▶ _DATA SHOWN_:
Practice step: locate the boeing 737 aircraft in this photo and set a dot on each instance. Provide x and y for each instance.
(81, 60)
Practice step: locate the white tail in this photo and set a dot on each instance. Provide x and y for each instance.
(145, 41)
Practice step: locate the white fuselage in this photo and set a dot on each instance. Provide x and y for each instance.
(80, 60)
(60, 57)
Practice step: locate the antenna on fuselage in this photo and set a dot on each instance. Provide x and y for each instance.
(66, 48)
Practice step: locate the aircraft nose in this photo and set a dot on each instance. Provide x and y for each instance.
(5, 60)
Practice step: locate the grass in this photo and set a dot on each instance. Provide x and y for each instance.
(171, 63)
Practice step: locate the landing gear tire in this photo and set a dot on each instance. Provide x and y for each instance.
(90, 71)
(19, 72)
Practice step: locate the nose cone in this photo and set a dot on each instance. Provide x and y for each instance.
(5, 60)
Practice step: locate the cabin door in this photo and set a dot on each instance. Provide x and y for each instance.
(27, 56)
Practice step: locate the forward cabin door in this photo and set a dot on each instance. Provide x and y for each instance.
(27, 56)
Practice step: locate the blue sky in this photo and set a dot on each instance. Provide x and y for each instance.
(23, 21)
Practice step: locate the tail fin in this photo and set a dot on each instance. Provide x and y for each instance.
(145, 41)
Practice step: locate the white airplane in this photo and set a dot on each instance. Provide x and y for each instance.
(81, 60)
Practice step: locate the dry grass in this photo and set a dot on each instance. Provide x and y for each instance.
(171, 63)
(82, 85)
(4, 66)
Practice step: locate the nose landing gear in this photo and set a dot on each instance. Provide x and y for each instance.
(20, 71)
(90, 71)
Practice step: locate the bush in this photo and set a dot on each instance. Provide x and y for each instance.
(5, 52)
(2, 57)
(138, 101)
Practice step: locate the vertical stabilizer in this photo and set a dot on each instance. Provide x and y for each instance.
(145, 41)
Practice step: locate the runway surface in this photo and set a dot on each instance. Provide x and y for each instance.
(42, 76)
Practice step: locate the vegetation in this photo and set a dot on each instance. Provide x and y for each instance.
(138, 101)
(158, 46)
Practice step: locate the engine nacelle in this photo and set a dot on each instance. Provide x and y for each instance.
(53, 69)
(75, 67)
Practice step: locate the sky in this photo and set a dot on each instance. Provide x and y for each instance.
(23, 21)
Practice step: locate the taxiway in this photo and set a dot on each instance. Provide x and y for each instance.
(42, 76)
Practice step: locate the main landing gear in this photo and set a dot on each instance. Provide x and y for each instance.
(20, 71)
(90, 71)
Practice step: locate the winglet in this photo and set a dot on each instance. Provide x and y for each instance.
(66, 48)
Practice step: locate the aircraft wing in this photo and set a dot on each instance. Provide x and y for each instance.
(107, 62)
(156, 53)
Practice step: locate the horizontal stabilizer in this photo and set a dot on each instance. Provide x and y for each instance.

▶ _OBJECTIVE_:
Can you turn all of the material above into a numbered list with no blank lines?

▶ _RESPONSE FOR THIS EXERCISE_:
1. Practice step: locate the boeing 737 aircraft in this photo and set a dot on each instance. Provide x and y for each instance.
2. (81, 60)
3. Practice step: locate the white tail in this photo and set a dot on each instance. Provide x and y for each instance.
4. (145, 41)
5. Practice step: locate the white fuselage in this photo and set a dot on each instance. Provide x and y for each instance.
6. (80, 60)
7. (60, 57)
8. Practice step: locate the antenna on fuselage in this photo and set a dot on each instance. Provide x and y for each instance.
9. (66, 48)
10. Practice step: locate the aircraft nose in this photo and set a dot on each instance. Provide x and y for each instance.
11. (5, 60)
12. Practice step: locate the grass in this photo and set a dot on each instance. Provide x and y for each instance.
13. (171, 63)
14. Practice step: locate the landing gear tire in this photo and set a dot on each instance. Provide x and y for each instance.
15. (90, 71)
16. (19, 72)
17. Practice step: locate the nose cone in this photo and set a dot on each instance. Provide x and y for each instance.
18. (5, 60)
19. Practice step: locate the cabin door in this photo and set a dot on each instance. Provide x and y for each instance.
20. (27, 56)
21. Practice step: locate the forward cabin door in this photo and set a dot on each instance. Provide x and y for each instance.
22. (27, 56)
23. Practice step: locate the blue sky in this photo and set a dot on each instance. Provide x and y for each instance.
24. (23, 21)
25. Practice step: locate the tail fin in this photo and set a dot on each instance. Provide x and y for each instance.
26. (145, 41)
27. Practice step: locate the white airplane in this photo and set a dot on each instance. Provide x and y for each instance.
28. (81, 60)
29. Practice step: locate the dry grass in this photo and set a dot on each instance. Provide x and y for each instance.
30. (171, 63)
31. (82, 85)
32. (4, 66)
33. Practice step: locate the nose landing gear in this photo and set a dot on each instance. Provide x and y for each instance.
34. (20, 71)
35. (90, 71)
36. Practice step: locate the bush in this photo and set a dot on each instance. Provide x and y for each instance.
37. (5, 52)
38. (2, 57)
39. (138, 101)
40. Practice step: locate the vertical stabilizer in this photo and set a dot on each instance. Provide x and y for each instance.
41. (145, 41)
42. Practice step: locate the runway surface in this photo and set a dot on each instance. Provide x and y for each instance.
43. (42, 76)
44. Practice step: locate the vegetation in this photo and set a dot on each instance. Provide x and y for each instance.
45. (138, 101)
46. (158, 46)
47. Practice step: locate the engine nacelle in this photo and set a dot on each instance. Provide x and y for each instance.
48. (53, 69)
49. (75, 67)
50. Practice step: locate the sky in this photo and set a dot on each instance. Provide x and y for each instance.
51. (23, 21)
52. Practice step: locate the taxiway in this photo and set a dot on each instance. Provide x and y for each instance.
53. (42, 76)
54. Practice step: locate the main landing gear in this photo and set a dot on each instance. Provide x and y for each instance.
55. (20, 71)
56. (90, 71)
57. Practice step: locate the winglet in this photo and set a dot on each instance. Provide x and y for each instance.
58. (66, 48)
59. Practice step: locate the aircraft wing in this photo and set a dot on each instance. Provide x and y for each instance.
60. (107, 62)
61. (156, 53)
62. Practice step: locate the horizontal stabilizer in this photo and set a dot on each instance. Provide x and y for each instance.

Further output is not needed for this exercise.